Exercise prompt: Count lines holding the string "green" in the data that follows. Reply with one number only.

(Excerpts from a dataset)
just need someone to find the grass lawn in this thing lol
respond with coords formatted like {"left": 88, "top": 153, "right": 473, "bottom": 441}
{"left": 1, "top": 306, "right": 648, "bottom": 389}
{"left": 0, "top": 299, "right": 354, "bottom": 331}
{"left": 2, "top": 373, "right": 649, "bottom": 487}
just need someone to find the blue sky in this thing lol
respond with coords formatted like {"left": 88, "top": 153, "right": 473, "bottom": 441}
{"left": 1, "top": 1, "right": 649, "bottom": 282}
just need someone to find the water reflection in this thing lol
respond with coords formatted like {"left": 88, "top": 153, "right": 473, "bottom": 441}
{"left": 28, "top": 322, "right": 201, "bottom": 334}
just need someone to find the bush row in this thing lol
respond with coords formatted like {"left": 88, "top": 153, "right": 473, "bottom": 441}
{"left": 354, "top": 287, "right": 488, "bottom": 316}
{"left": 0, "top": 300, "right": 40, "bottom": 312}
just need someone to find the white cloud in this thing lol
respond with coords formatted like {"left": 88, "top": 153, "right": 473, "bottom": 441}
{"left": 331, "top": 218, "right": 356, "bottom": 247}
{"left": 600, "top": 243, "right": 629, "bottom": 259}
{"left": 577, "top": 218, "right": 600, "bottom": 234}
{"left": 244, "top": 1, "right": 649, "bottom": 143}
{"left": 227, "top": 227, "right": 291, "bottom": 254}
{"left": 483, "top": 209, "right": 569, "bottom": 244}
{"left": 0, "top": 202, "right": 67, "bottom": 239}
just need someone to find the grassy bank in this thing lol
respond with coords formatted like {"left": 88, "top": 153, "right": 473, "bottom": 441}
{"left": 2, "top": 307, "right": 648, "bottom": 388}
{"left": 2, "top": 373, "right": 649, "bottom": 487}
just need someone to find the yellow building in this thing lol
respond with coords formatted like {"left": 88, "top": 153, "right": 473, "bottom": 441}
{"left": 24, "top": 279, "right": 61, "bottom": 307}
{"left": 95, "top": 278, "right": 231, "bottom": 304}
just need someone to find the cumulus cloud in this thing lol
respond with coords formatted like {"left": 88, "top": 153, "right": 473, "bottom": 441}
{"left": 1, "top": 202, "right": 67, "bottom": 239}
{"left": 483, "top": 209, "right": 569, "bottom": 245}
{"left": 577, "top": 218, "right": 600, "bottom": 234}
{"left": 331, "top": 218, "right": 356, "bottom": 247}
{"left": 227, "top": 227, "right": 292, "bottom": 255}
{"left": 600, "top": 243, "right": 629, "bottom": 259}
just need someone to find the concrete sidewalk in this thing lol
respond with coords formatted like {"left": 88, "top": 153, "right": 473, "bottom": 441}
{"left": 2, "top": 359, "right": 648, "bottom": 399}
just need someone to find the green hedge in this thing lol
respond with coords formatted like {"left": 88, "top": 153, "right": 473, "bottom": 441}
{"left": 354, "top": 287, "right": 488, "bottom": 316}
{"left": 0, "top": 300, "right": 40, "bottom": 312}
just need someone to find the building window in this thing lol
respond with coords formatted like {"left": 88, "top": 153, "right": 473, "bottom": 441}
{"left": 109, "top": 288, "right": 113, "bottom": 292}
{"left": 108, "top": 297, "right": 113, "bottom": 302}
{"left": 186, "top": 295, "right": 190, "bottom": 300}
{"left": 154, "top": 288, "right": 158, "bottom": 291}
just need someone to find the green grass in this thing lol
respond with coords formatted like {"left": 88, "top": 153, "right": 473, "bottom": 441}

Completed task: 2